Reading text section start

Senator Bob Corker, another relative moderate, was widely considered to have bowed out of a reelection bid in 2018 due to the near-certainty of a challenge from Blackburn, and, though his Senatorial colleague Lamar Alexander, celebrated for his willingness to work across the aisle, faced no immediate challenge, Alexander announced in December that he would not run for reelection in 2020, leaving the way open for another fire-breather.

Charles Burson, the former state attorney general who served as Vice President Al Gore‘s chief of staff, appeared at Memphis’ Novel bookstore in December on behalf of his book, The Ground Game, a work of photojournalism that chronicled the 2016 presidential election. He told the audience at his reading that the future would require yoking together the traditional power politicians of the Democratic Party and the progressive activists who have emerged in the movement for resistance to Donald J. Trump.

There are certainly several of the latter on the scene in Shelby County. After becoming unmistakably visible in the successful effort to force removal of Memphis’ Downtown Confederate monuments, Tami Sawyer ran for and won a race this year for the Shelby County Commission, where she continues to call for overdue reforms. Other members of her progressive cohort have joined with more traditional politicians, like University of Memphis law professor Steve Mulroy, a former commissioner himself, and an exponent of voting reforms, to call to account the members of the Memphis City Council, grown notorious in the service of in-group politics.

Council sessions during the year involved numerous verbal battles between the body’s dominant business-friendly bloc and critical attendees who challenged the council’s endorsement of referenda that would nullify earlier referenda in favor of term limits and ranked-choice voting, a process designed to eliminate the need for sparsely attended runoff elections. The regressive referenda were defeated, but a new, still unresolved battle was joined over the issue of electing new members to replace departed ones rather than submitting the matter to an appointment process under the de facto control of the dominant council bloc. When a deadlock — essentially between black and white members — ensued for 100 votes on what was intended to be the council’s first appointment decision, that conundrum was destined to be resolved in the new year.

Chancellor JoeDae L. Jenkins was kept busy during 2018, having to rule on disputes between citizens — mainly Democrats in particular and African-Americans in general — who feared that the Shelby County Election Commission was practicing subtle and not-so-subtle forms of voter suppression. Jenkins did his best to clear the way for an untroubled turnout for Shelby County’s several elections.

Reading text section end
Data for review section start

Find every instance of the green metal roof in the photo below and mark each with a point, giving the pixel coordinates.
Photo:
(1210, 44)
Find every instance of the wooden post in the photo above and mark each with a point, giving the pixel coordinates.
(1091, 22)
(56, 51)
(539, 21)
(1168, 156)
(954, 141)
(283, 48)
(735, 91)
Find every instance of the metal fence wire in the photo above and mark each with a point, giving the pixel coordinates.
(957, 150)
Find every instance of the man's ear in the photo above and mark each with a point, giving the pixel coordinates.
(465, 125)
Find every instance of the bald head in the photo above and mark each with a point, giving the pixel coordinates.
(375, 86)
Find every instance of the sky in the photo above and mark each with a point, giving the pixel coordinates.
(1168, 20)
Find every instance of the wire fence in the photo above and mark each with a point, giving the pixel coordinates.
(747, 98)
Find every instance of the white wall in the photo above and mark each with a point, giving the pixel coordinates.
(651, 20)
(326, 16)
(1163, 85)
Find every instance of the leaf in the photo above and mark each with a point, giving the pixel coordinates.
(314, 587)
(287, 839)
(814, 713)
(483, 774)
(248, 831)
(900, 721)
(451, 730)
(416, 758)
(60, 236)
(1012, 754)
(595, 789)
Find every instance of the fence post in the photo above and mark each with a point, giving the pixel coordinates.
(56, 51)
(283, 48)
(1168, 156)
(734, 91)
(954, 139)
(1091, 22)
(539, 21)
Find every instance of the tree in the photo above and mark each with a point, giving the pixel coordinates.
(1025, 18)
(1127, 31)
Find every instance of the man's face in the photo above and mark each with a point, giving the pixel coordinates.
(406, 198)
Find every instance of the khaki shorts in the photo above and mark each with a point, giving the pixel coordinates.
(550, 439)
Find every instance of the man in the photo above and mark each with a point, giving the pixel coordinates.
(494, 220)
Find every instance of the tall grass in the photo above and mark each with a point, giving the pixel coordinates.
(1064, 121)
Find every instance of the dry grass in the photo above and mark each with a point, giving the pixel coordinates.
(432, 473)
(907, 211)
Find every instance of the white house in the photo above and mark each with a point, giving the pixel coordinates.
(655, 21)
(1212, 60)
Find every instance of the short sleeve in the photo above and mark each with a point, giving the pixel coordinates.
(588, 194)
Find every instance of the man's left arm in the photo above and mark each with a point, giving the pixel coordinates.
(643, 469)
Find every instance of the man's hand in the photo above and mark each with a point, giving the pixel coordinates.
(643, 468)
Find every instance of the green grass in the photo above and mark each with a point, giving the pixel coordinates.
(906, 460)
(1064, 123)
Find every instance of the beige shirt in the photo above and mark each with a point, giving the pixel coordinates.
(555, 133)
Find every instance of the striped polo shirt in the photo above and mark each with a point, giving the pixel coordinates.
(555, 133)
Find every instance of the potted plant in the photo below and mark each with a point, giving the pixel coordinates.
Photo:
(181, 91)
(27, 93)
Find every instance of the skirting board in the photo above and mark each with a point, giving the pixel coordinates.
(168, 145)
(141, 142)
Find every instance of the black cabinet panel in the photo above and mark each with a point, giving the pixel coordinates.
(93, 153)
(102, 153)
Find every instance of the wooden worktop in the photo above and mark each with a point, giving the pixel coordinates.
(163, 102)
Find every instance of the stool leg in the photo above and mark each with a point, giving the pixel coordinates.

Data for review section end

→ Requirement: Write out the portion of the Memphis politics passage above between "Chancellor JoeDae L." and "County’s several elections.", inclusive, word for word.

→ Written solution:
Chancellor JoeDae L. Jenkins was kept busy during 2018, having to rule on disputes between citizens — mainly Democrats in particular and African-Americans in general — who feared that the Shelby County Election Commission was practicing subtle and not-so-subtle forms of voter suppression. Jenkins did his best to clear the way for an untroubled turnout for Shelby County’s several elections.